▶ _Set problem 1_
Write out the passage of the cannabis reclassification post starting with "This veritable beacon" and going on through "to the scientists.".
▶ _Set problem 2_
Name every person the cannabis reclassification post refers to by name.

▶ _Text to read_
^^^^^^^^^^^^^^^^
Tuesday, April 08, 2008

Cannabis making politicians go all weird. Again.

Just what is it about cannabis that makes certain politicians act so bizarrely and disconnect from reality is such spectacular fashion? And this is without even smoking it (although actually, most of them have). Moreover, there appears to be a sort of dose-response effect in evidence: The more senior they get, the more deranged they seem to become. Look at how Cameron has metamorphosed from a pragmatic backbencher and member of the Home Affairs Select Committee in 2001 calling for cannabis to be reclassified from B to C, into a classic reactionary-right drug warrior, now as party leader, calling for it to be moved back from C to B. And see how Gordon Brown, who never made a peep about drug policy before becoming PM, is now grabbing any opportunity to wheel out his new tough line advocating mass criminalisation of young cannabis users (no child left behind) as a way of asserting his prime-ministerial strength and moral fortitude. Rational thought, it appears, is the first casualty of a drug war.

As anyone who has been following the seemingly endless (we are now in year 7) cannabis reclassification shenanigans knows, last week Gordon Brown strongly implied that he planned to reclassify cannabis from C back to B regardless of what the Advisory Council on the Misuse of Drugs recommends at the end of this month (but with all the serious money, and BBC leaks, on them calling for it to stay in C). In case you don’t know the ACMD are the 30 or so Government appointed scientists and experts from the drugs field who have recently completed their marathon 4-day literature review and public consultation on the B/C question.

Brown’s position on this question was echoed by another recent example of how politics and emotive anecdote are trumping rationality, pragmatism and science; a Daily Telegraph op-ed last week with the willfully ignorant headline (seeming to almost revel in the idea of bad science led policy making):


This veritable beacon of endarkenment thinking comes from Debra Bell, whose ‘Talking About Cannabis’ website and campaign (built around her experiences of her son’s cannabis problems) is the perfect example of precisely why science based policy decisions should be made by committees of experts and not distraught parents. Whilst Debra and other parents or carers who have been through similar personal tragedies deserve our sympathy and should of course be heard (and to give the Council credit, Debra was amongst those invited to present to the hearings in March), policy decisions, such as drug classification, that are very specifically based on science based literature reviews and objective harm rankings, should be left to the scientists.



poster from a from a previous generation's cannabis panic, US 1938.

The classification system is – as Transform have long argued - horribly flawed, outdated, and ineffective, but when it comes to the science based harm rankings that at least nominaly constitute the basis of the ABC system, that is, for better or worse, what the ACMD do. In fact it’s almost the only thing they have time for, not least because they have to do virtually the same cannabis review of the virtually the same literature (and, surprise surprise, come to virtually the same conclusions) every couple of years, just to satisfy the tabloid driven political whims of successive political leaders.

As the blog has already highlighted, it is bizarre, not to mention intellectually offensive, to ask a panel of your own appointed experts to review a body of evidence and make recommendations (at considerable tax-payers expense – how many tens of thousands did the recent review cost?) only to declare you will overrule their decision if it doesn’t go your way before its even published. Brown’s almost Mugabe-like denial of evidence could not be clearer. Ignoring or overuling the Council's finding would be one thing, but incredibly Brown was proudly making his intentions clear before the ACMD had even begun their deliberations, let alone report back to him, on the expensive and time consuming review that he ordered be undertaken.
^^^^^^^^^^^^^^^^
▶ _Recorded information_
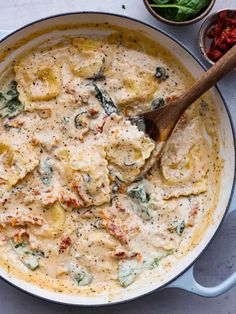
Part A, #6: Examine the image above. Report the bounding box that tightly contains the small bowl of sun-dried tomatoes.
^^^^^^^^^^^^^^^^
▶ _Exercise result 1_
This veritable beacon of endarkenment thinking comes from Debra Bell, whose ‘Talking About Cannabis’ website and campaign (built around her experiences of her son’s cannabis problems) is the perfect example of precisely why science based policy decisions should be made by committees of experts and not distraught parents. Whilst Debra and other parents or carers who have been through similar personal tragedies deserve our sympathy and should of course be heard (and to give the Council credit, Debra was amongst those invited to present to the hearings in March), policy decisions, such as drug classification, that are very specifically based on science based literature reviews and objective harm rankings, should be left to the scientists.

▶ _Exercise result 2_
Cameron
Gordon Brown
Debra Bell
Mugabe